Recorded data >>
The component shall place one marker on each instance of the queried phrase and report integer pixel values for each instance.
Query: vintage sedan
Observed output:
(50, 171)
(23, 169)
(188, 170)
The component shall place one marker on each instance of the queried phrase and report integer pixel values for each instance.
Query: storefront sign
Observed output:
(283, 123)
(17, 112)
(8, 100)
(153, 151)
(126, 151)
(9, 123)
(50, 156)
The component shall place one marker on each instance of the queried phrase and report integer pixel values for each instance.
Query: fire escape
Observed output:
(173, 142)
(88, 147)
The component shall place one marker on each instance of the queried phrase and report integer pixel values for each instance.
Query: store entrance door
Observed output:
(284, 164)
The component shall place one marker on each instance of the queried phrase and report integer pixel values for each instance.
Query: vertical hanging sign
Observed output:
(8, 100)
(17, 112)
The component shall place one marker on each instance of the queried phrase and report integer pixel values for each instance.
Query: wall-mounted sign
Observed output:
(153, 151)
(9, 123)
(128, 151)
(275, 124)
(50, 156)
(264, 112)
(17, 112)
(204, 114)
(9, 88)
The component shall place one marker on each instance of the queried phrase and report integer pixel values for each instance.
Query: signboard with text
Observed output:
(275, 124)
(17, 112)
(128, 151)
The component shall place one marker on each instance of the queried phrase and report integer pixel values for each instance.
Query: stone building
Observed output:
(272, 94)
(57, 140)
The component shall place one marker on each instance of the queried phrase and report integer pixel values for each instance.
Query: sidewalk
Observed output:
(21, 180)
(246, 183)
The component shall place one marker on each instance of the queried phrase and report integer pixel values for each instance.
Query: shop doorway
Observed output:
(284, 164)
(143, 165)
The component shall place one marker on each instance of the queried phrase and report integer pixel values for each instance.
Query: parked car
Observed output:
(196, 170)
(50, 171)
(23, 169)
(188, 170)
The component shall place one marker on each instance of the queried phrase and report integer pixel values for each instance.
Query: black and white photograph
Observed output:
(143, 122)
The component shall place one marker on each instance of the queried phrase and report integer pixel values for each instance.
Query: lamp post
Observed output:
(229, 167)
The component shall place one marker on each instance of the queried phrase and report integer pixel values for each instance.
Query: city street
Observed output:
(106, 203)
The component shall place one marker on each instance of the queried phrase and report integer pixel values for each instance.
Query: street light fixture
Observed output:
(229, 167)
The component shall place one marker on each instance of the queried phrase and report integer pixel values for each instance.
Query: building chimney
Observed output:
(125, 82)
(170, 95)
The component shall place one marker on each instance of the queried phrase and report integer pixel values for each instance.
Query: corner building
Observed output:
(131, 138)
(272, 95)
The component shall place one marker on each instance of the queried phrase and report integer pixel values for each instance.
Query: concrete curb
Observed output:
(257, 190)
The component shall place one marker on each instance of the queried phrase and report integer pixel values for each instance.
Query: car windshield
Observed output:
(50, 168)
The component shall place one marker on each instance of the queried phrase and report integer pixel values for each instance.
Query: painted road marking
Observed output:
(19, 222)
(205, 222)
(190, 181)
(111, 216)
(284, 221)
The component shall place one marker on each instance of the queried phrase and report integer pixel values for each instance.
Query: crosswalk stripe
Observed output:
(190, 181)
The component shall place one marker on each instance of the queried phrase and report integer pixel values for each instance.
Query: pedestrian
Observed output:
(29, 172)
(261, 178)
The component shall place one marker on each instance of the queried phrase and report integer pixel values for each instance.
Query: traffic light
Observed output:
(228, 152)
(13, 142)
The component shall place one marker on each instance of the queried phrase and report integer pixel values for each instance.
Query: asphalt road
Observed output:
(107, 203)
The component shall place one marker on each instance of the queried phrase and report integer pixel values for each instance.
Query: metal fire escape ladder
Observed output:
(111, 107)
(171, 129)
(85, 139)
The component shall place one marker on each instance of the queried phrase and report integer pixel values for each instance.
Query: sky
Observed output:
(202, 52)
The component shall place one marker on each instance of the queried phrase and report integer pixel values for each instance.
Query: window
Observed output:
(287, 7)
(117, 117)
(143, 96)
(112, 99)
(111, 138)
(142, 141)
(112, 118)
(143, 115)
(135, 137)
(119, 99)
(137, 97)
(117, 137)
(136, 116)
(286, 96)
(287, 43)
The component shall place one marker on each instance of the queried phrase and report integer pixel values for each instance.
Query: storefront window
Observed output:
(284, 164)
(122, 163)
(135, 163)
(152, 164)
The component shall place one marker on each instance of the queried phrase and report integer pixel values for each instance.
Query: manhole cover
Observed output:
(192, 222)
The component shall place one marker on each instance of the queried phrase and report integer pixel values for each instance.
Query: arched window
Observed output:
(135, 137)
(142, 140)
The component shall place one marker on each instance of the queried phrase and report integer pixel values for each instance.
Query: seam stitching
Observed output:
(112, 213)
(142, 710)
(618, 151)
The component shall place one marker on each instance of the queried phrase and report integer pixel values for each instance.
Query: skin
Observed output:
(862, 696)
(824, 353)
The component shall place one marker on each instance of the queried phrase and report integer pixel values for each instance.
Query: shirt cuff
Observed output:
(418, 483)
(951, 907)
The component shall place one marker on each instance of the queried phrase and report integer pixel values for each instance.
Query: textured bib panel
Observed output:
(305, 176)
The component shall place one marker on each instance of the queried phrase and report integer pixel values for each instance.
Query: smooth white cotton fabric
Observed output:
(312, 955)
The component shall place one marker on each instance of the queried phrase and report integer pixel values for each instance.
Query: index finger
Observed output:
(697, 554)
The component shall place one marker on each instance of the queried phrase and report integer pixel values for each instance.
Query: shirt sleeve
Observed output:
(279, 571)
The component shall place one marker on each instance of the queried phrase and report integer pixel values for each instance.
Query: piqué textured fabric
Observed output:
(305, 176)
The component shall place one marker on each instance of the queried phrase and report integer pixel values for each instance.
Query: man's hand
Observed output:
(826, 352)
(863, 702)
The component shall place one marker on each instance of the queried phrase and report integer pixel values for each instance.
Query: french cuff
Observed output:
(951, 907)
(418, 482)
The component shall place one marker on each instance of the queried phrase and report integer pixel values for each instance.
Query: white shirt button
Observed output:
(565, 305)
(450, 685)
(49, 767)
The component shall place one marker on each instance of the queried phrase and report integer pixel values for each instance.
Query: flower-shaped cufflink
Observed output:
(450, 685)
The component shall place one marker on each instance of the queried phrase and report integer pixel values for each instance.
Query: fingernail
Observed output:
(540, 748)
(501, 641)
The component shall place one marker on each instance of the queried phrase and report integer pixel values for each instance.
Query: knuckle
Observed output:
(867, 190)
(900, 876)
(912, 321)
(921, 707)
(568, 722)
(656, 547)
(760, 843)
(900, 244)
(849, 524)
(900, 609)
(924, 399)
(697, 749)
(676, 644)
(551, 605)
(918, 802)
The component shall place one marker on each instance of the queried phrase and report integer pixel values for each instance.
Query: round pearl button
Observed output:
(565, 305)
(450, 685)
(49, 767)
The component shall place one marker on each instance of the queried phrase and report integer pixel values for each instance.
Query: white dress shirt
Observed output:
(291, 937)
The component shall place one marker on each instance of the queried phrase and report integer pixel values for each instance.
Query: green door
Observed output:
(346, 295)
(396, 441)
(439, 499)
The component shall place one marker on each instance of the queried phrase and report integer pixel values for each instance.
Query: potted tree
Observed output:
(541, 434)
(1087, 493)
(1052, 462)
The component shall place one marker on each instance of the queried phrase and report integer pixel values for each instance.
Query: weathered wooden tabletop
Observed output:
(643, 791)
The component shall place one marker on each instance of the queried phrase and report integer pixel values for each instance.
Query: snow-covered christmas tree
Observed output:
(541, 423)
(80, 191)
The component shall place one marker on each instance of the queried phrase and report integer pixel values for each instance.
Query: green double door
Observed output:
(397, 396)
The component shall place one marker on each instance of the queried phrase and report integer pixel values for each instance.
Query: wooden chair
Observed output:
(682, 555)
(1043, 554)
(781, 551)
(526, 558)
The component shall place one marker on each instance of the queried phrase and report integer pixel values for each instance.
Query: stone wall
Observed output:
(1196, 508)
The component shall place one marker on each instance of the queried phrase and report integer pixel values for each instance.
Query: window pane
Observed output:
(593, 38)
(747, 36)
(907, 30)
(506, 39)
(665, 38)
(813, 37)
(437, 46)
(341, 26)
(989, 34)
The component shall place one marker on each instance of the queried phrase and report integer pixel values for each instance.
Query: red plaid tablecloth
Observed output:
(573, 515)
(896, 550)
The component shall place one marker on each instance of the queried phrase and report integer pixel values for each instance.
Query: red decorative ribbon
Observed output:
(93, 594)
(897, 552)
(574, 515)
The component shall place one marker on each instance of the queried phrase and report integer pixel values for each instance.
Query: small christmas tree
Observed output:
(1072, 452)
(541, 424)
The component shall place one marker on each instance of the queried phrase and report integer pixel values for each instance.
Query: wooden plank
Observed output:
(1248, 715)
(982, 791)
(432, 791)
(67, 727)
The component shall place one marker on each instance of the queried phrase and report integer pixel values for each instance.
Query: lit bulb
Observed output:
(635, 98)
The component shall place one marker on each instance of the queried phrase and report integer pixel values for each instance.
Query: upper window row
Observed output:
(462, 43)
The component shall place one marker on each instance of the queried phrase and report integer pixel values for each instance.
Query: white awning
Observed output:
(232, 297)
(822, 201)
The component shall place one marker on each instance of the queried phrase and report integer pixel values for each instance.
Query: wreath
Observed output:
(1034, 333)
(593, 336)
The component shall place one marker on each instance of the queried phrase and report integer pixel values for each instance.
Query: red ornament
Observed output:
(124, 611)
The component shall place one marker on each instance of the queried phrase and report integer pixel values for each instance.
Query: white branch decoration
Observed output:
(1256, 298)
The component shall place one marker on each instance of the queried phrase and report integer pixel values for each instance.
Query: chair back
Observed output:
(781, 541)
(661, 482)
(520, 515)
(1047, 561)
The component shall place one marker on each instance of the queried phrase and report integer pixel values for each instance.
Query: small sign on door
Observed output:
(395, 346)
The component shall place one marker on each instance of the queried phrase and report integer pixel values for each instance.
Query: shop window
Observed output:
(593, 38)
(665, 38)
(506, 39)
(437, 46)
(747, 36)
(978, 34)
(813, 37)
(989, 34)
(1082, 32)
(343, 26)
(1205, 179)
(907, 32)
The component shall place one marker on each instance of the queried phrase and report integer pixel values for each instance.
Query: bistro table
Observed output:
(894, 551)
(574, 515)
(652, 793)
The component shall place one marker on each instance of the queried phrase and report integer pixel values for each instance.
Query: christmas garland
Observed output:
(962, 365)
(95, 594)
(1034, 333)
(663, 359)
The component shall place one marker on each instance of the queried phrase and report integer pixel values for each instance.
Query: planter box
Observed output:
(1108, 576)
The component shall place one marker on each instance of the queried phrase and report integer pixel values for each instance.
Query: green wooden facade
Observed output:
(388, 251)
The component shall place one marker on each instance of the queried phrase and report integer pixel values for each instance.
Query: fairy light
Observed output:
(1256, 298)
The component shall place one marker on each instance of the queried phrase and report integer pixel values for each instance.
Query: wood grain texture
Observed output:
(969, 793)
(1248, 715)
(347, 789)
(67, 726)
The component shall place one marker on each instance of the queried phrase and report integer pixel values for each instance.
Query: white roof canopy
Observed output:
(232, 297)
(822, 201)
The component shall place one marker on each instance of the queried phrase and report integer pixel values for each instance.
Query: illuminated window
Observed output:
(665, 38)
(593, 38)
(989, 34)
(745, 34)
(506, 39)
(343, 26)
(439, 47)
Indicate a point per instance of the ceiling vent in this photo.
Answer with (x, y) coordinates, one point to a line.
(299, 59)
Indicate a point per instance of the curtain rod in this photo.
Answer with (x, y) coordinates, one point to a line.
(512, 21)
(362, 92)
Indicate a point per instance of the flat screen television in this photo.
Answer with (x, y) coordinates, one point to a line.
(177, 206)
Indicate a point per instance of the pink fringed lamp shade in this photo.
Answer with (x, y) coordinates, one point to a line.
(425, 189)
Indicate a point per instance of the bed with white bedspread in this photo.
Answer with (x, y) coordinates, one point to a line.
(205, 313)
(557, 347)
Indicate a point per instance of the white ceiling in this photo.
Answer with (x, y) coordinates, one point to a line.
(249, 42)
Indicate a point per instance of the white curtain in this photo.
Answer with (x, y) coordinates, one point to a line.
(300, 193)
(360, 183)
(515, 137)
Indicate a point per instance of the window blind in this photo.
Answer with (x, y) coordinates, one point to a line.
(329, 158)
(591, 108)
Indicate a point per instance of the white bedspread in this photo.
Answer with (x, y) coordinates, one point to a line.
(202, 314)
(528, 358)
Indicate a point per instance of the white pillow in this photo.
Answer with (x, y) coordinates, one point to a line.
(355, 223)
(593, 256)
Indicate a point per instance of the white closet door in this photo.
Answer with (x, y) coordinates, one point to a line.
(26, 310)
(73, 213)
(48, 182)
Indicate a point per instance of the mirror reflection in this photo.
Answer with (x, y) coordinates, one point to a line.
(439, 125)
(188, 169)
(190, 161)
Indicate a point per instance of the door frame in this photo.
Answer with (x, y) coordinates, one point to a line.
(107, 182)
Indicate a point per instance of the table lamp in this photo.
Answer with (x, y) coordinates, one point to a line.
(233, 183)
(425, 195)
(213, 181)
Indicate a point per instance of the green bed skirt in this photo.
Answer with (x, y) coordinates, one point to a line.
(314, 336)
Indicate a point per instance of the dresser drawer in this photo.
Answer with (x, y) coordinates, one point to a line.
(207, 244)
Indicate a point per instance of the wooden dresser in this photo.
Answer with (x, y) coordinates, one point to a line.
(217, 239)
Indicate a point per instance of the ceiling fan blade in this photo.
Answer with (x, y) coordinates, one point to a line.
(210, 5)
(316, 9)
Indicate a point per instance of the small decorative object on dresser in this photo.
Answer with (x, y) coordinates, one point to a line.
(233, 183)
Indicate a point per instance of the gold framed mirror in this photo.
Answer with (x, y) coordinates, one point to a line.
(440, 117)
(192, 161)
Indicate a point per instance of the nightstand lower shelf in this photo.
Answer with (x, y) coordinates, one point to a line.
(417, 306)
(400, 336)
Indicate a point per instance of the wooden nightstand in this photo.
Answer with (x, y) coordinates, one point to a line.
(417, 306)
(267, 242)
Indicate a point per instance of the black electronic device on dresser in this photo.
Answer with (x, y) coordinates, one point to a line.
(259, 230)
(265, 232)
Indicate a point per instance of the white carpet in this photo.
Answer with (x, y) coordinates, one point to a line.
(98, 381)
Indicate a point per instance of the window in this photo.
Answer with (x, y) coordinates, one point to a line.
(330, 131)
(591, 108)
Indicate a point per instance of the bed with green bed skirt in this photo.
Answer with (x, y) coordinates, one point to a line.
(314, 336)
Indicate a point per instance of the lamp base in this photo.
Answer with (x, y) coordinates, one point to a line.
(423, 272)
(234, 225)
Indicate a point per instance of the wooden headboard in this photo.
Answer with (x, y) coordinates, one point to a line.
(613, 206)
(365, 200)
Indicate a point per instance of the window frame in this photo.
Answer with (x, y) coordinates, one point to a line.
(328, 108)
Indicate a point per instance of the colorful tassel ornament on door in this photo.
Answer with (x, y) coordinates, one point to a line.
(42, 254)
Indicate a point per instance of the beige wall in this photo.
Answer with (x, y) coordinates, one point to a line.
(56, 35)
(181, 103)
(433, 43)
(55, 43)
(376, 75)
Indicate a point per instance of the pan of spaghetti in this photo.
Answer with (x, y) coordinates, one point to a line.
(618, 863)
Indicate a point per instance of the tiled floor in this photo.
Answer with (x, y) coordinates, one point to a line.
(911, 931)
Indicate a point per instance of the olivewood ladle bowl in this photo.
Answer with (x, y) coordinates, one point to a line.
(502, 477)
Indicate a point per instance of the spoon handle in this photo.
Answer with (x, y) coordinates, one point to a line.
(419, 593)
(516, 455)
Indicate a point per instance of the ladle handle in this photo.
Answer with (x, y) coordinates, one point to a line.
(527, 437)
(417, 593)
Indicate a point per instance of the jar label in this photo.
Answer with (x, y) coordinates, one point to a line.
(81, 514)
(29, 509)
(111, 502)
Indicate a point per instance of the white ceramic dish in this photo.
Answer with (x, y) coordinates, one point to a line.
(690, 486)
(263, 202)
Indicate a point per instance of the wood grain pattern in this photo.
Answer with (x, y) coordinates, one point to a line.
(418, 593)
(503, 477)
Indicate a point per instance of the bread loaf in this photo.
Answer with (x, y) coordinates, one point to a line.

What is expected >>
Starting at the line that contains "Indicate a point per instance of the colorful" and continuing through the end of the entries, recast each line as a Markdown table with two columns: Row, holding the row number, and Line, holding the line. Leave out blank lines.

Exercise solution >>
| Row | Line |
|---|---|
| 1 | Indicate a point per instance of the colorful tassel ornament on door in this photo. |
| 2 | Answer with (x, y) coordinates, one point to a line. |
| 3 | (42, 254) |
| 4 | Indicate a point per instance of the beige wall in this photo. |
| 5 | Answer with (x, y) coordinates, one point to a line. |
| 6 | (56, 35) |
| 7 | (181, 103) |
| 8 | (433, 43) |
| 9 | (55, 43) |
| 10 | (376, 75) |
| 11 | Indicate a point per instance of the pan of spaghetti in this photo. |
| 12 | Answer with (x, y) coordinates, one point to a line. |
| 13 | (618, 863) |
| 14 | Indicate a point per instance of the tiled floor in this photo. |
| 15 | Answer with (x, y) coordinates, one point to a line. |
| 16 | (911, 931) |
| 17 | Indicate a point per instance of the olivewood ladle bowl in this photo. |
| 18 | Answer with (x, y) coordinates, one point to a line. |
| 19 | (502, 477) |
| 20 | Indicate a point per instance of the spoon handle in this photo. |
| 21 | Answer with (x, y) coordinates, one point to a line. |
| 22 | (419, 593) |
| 23 | (516, 455) |
| 24 | Indicate a point per instance of the ladle handle in this photo. |
| 25 | Answer with (x, y) coordinates, one point to a line. |
| 26 | (527, 437) |
| 27 | (417, 593) |
| 28 | Indicate a point per instance of the jar label in this photo. |
| 29 | Answer with (x, y) coordinates, one point to a line. |
| 30 | (81, 514) |
| 31 | (29, 509) |
| 32 | (111, 502) |
| 33 | Indicate a point per instance of the white ceramic dish in this photo. |
| 34 | Answer with (x, y) coordinates, one point to a line. |
| 35 | (690, 486) |
| 36 | (263, 202) |
| 37 | Indicate a point per instance of the wood grain pattern in this photo. |
| 38 | Answer with (x, y) coordinates, one point to a line. |
| 39 | (418, 593) |
| 40 | (503, 477) |
| 41 | Indicate a point per instance of the bread loaf in this photo. |
| 42 | Answer with (x, y) coordinates, one point to a line. |